**Excerpt to read:**
<<<<
Make Loops Stream

Traditional looping constructs like “foreach” and “do...while” cannot stream: you need to wait for all results to be done. With a simple trick, you can add streaming.

Traditional looping constructs like “foreach” and “do...while” cannot stream: you need to wait for all results to be done. With a simple trick, you can add streaming.

By embedding traditional loops into a ScriptBlock you get real-time streaming. This way, you can process the results immediately as they become available, and add an async touch to your scripts.

Let’s go step-by-step and examine first the benefits of streaming, then look at when it makes sense to add streaming to classic loops.

Why is Streaming Important?

The PowerShell Pipeline has built-in real-time streaming, so you receive results when they are created:

Get-ChildItem -Path c:\windows -Recurse -Filter *.log -File -ea 0 |
ForEach-Object { 'processing {0}' -f $_.FullName } |
Out-GridView

While Get-ChildItem is traversing your Windows folder, the pipeline starts emitting results as they become available. You can see this in Out-GridView: it is adding new lines as they are emitted by Get-ChildItem.

This makes a script very responsive (a user sees initial results very quickly) and saves a lot of memory (only one file object at a time needs to be accommodated in memory).
>>>>
**Provided data:**
<<<<
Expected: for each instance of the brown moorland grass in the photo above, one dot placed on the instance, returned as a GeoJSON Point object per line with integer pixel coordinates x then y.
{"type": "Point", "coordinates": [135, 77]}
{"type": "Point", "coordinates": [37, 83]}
>>>>
**Required actions:**
(a) Check each statement against the article on making loops stream. For each one, answer yes or no and quote the exact words from the article that settle it.
(i) Constructs like "foreach" and "do...while" can stream their results.
(ii) Out-GridView shows new lines while Get-ChildItem is still producing them.
(iii) With streaming, every file object has to be held in memory at the same time.
(b) Carry on writing the article on making PowerShell loops stream, starting right after its last sentence.

**Responses for each task:**
(a)
(i) No: "cannot stream: you need to wait for all results to be done."
(ii) Yes: "it is adding new lines as they are emitted by Get-ChildItem."
(iii) No: "only one file object at a time needs to be accommodated in memory"

(b)
Classic Loops Lack Streaming

PowerShell also supports all classic loop constructs such as foreach and do...while. While they perform better overall, they do not support streaming and return their results only when everything is processed:

$files = Get-ChildItem -Path c:\windows -Recurse -Filter *.log -File -ea 0 

$results = foreach($_ in $files)
{ 'processing {0}' -f $_.FullName }

$results | Out-GridView

Now you have to wait a long time for Get-ChildItem to produce the results. Once they are in, foreach can process the data in $files very fast, and the overall time for this script is faster than the pipeline approach. However, for a user this approach appears to be much slower because there is a long waiting time until the first responses appear.

You can see this in Out-GridView: it opens only after a long delay, then shows all results almost momentarily.

Overview: Streaming vs. Variables

If you must use a classic loop construct like foreach or do...while (and there are good reasons for it), you must save the results to a variable. However, you can add streaming behavior simply by embedding them into a ScriptBlock. ScriptBlocks support streaming by default.

Let’s first look at why that might be a good idea.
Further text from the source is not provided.